— TASK ITEM —
Every record must be repeated precisely as it stands.

○ ○ ○ ○

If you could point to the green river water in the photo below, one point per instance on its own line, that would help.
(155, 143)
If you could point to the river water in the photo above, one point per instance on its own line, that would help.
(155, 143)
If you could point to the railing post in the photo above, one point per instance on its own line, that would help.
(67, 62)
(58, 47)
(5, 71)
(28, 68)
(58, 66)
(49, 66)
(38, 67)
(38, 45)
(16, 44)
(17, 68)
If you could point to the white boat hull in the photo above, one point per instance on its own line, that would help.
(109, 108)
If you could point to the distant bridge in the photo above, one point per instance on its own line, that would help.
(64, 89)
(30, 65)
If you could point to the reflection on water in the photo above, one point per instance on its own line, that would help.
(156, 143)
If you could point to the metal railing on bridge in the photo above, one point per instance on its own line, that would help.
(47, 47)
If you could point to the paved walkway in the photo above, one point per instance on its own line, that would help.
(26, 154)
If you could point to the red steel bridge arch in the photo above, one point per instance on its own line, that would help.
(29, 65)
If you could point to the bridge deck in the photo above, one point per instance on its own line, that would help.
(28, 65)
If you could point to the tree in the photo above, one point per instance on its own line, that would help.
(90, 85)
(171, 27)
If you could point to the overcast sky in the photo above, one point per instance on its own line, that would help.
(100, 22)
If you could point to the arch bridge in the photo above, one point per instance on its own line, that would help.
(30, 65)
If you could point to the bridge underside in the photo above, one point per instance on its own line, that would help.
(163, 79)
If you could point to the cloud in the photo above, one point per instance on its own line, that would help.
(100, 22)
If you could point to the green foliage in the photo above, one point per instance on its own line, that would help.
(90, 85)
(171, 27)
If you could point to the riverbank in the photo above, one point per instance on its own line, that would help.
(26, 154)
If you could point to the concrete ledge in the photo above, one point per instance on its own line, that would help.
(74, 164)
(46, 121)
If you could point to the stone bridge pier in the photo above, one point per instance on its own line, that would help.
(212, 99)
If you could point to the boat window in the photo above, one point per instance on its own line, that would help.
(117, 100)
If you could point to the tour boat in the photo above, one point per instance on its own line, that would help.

○ ○ ○ ○

— WRITTEN ANSWER —
If you could point to the green river water in the photo below, one point per instance on its own line, that would help.
(155, 143)
If you could point to the river water in the photo above, one point per instance on its own line, that would help.
(155, 143)
If you could point to the railing post in the photo above, one point per instance on its own line, that would help.
(67, 62)
(58, 47)
(5, 71)
(28, 68)
(58, 66)
(49, 66)
(38, 67)
(38, 45)
(16, 44)
(17, 68)
If you could point to the white boat hull in the photo above, one point per instance on its own line, that would help.
(109, 108)
If you could point to the distant bridge in the photo above, one point per instance on its own line, that would help.
(64, 89)
(30, 65)
If you could point to the reflection on water in the photo above, one point per instance on its own line, that would help.
(156, 143)
If you could point to the metal railing on bridge in the photo above, one point per instance on its own line, that would help.
(47, 47)
If you could point to the paved walkway in the photo above, one point per instance on its own line, that would help.
(26, 154)
If you could point to the red steel bridge arch in the photo above, one point per instance on its own line, that would help.
(29, 65)
If you could point to the bridge deck in the photo above, one point per instance on its own line, that would help.
(28, 65)
If you could point to the tree in the photo above, one point per instance on its own line, that would help.
(90, 85)
(171, 27)
If you could point to the overcast sky in the photo above, one point per instance on its own line, that would help.
(100, 22)
If you could point to the arch bridge in the photo above, one point per instance on its own line, that would help.
(30, 65)
If you could point to the bridge underside in the photo above, one point per instance on its own line, that would help.
(163, 79)
If you could point to the cloud in the photo above, one point per instance on its own line, that would help.
(100, 22)
If you could point to the green foliage in the photo above, one point per instance on its own line, that would help.
(90, 85)
(171, 27)
If you could point to the riverbank in the photo above, one point per instance on its own line, that would help.
(26, 154)
If you could point to the concrete ledge in the photo above, one point per instance on its own line, that would help.
(74, 164)
(46, 121)
If you could point to the stone bridge pier in the photo above, one point per instance on its own line, that would help.
(212, 99)
If you could point to the boat window in the photo above, one point per instance on its own line, that would help.
(117, 100)
If you could point to the tour boat in the photo above, one point per instance on its own line, that would help.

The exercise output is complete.